> EXERCISE
Count the lines in the material below that contain the string "with", treating uppercase and lowercase as different. Give only the number.

== == ==

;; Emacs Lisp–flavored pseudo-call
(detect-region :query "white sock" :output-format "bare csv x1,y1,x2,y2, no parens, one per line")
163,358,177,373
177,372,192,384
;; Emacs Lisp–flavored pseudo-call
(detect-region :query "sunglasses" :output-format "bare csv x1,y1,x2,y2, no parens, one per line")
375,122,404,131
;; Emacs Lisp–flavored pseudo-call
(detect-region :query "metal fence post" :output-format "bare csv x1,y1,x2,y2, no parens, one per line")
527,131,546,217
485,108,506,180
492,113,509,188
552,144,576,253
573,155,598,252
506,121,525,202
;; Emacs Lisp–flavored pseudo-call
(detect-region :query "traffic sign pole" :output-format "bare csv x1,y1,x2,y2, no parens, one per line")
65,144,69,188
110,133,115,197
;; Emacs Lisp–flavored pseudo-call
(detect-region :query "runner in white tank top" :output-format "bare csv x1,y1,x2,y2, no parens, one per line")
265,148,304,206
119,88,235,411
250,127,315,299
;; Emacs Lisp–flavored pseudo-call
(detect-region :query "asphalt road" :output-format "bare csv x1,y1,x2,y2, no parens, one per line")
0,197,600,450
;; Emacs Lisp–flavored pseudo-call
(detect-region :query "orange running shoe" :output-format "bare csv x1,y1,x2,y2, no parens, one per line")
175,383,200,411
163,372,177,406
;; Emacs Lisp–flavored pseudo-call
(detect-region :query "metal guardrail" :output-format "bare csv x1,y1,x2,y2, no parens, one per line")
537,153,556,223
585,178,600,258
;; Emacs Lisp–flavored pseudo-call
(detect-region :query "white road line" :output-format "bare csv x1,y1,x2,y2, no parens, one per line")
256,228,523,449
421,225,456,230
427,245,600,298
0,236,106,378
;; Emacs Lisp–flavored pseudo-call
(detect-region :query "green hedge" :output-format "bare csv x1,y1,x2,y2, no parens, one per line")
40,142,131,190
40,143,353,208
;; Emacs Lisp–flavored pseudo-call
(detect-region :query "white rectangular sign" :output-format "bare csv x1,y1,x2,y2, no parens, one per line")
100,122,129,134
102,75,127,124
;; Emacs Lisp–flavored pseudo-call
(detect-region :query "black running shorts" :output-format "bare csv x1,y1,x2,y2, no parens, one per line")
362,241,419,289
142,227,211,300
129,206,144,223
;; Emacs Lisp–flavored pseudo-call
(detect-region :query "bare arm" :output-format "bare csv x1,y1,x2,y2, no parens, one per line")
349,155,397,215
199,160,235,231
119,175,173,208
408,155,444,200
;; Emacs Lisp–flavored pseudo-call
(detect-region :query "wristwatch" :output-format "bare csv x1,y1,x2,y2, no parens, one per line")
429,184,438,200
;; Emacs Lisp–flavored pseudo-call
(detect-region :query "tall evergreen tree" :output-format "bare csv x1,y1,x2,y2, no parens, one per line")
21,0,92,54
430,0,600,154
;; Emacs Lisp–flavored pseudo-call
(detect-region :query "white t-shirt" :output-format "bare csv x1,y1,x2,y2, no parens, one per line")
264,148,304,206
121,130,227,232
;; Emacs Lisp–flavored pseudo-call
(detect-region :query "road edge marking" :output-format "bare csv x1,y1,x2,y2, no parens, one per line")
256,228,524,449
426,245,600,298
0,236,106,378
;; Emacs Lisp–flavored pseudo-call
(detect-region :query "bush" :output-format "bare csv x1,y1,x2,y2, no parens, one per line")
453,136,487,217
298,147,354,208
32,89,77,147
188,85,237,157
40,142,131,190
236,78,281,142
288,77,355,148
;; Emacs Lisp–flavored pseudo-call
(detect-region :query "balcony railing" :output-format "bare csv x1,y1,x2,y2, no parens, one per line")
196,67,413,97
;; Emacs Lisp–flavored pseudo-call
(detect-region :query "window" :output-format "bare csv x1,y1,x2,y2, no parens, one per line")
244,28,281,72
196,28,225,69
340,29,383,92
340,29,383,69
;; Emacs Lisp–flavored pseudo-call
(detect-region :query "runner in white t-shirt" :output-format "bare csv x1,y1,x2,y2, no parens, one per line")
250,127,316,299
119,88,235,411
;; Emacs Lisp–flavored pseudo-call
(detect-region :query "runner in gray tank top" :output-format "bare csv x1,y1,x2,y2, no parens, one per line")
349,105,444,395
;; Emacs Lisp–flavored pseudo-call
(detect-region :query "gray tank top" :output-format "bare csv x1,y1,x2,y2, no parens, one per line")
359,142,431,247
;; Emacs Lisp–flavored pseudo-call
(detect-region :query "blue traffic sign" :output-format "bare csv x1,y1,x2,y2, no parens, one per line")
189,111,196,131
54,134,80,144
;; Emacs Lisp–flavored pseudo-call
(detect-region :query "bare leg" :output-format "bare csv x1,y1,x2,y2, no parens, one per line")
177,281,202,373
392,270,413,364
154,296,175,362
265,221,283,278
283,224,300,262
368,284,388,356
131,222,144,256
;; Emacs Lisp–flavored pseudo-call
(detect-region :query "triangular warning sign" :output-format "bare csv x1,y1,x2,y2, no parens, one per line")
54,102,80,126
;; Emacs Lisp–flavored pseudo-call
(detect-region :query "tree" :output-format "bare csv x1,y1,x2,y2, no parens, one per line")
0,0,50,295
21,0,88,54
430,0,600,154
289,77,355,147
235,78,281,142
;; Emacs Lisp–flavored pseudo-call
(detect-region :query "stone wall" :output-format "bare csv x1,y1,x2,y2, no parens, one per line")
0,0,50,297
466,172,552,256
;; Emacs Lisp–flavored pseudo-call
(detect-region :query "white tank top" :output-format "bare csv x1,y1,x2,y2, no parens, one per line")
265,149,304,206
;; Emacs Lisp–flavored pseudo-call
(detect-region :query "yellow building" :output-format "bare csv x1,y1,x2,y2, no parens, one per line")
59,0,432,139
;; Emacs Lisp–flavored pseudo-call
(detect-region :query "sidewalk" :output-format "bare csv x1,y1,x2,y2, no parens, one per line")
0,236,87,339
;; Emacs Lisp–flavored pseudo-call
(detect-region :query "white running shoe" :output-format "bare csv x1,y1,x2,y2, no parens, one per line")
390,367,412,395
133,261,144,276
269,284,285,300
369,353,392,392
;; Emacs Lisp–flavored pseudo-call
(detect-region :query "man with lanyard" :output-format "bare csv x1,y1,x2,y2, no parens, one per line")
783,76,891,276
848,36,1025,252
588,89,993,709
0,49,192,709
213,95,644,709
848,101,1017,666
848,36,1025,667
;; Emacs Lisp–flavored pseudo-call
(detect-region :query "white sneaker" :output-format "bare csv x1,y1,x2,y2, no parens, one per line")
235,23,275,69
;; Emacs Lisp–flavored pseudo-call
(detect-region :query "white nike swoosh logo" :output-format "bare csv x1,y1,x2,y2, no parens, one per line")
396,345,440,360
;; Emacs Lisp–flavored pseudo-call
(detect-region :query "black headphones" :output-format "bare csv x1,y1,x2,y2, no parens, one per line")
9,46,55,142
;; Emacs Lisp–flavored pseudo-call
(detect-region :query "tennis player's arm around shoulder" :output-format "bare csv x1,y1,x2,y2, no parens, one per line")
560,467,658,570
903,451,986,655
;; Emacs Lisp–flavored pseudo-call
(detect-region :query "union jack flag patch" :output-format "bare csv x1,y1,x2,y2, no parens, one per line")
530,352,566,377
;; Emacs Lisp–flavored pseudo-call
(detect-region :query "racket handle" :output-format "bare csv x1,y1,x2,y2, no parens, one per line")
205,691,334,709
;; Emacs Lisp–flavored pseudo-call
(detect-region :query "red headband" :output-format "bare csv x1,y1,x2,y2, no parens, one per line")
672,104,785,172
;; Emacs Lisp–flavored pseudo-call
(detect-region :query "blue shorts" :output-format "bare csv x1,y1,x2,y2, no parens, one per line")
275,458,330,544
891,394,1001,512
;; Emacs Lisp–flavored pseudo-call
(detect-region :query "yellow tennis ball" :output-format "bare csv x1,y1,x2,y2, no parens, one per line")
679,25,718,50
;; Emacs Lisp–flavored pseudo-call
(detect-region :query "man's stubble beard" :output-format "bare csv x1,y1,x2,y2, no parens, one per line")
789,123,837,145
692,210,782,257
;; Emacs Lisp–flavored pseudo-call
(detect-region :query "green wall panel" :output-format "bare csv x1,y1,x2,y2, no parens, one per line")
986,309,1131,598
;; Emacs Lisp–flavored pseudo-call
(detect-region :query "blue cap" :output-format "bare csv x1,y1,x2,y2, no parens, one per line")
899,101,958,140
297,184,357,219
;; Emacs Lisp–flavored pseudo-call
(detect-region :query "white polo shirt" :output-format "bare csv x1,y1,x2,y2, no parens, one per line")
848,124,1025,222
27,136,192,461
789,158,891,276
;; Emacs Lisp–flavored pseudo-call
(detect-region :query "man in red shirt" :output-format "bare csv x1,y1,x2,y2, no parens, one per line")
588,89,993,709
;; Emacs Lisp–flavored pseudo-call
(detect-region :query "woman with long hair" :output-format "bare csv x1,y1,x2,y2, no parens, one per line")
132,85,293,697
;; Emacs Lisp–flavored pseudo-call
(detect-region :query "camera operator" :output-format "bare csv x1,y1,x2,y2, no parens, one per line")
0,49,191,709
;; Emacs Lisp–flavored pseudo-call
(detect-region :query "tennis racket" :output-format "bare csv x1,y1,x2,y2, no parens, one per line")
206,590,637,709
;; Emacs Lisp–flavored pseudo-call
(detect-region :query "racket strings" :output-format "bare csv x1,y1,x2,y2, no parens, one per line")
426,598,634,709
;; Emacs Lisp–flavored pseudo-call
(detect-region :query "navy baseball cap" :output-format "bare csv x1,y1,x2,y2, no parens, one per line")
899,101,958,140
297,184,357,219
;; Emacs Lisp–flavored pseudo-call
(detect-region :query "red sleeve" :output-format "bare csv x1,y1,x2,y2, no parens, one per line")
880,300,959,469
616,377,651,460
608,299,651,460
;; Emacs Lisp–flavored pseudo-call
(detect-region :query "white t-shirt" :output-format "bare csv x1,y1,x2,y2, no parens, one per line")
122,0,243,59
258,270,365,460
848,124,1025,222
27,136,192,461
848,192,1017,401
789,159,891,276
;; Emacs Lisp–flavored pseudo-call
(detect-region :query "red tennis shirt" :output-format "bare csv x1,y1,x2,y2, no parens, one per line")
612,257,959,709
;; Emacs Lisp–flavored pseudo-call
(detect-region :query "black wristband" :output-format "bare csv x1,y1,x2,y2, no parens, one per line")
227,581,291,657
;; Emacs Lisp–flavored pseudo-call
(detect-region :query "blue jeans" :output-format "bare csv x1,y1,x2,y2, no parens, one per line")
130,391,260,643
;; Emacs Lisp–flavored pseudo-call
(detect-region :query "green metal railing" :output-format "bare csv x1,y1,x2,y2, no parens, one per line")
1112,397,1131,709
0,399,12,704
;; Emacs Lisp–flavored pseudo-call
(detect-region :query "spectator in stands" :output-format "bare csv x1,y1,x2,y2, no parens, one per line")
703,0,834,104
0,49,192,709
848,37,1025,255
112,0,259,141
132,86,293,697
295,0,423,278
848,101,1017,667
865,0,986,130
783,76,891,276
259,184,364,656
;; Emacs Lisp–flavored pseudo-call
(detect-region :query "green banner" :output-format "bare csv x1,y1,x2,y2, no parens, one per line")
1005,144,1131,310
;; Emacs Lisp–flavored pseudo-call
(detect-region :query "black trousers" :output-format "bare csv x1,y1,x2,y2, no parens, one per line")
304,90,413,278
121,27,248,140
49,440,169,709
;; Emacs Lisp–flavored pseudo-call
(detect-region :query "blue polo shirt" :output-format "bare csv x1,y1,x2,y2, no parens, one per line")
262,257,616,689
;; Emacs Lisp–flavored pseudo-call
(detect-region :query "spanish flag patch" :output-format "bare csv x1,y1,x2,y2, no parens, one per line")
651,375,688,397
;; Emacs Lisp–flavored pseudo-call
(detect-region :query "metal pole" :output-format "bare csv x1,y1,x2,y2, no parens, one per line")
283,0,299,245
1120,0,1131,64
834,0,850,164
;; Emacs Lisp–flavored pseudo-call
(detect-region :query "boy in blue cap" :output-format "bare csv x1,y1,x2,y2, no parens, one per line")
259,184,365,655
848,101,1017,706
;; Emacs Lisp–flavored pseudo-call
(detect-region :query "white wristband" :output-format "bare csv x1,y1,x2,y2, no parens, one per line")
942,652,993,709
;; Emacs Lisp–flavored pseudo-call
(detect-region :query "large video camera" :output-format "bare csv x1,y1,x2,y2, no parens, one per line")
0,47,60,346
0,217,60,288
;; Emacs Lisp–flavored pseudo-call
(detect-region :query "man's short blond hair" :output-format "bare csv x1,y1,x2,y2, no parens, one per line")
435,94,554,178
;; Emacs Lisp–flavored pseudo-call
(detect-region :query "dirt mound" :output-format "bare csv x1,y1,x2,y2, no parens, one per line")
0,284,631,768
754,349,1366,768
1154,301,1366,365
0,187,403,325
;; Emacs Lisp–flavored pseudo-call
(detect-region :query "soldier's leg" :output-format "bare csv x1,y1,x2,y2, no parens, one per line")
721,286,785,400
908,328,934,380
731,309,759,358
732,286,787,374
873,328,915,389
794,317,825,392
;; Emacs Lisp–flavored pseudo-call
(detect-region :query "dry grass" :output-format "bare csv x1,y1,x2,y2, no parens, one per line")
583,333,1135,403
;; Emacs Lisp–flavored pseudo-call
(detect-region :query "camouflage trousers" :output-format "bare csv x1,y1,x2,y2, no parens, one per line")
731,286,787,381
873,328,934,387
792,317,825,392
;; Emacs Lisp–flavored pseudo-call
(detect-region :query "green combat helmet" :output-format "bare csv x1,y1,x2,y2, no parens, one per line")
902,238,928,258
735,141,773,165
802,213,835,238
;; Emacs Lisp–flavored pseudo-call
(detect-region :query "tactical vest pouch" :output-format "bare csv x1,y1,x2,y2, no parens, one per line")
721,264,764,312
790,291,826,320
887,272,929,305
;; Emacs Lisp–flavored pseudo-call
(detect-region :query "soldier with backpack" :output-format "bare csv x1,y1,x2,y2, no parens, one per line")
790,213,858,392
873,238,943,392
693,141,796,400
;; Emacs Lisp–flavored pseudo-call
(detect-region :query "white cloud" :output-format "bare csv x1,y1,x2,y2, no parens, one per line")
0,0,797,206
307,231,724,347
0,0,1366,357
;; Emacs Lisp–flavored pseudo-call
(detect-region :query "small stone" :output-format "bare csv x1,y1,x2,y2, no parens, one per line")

== == ==

> WRITTEN RESPONSE
3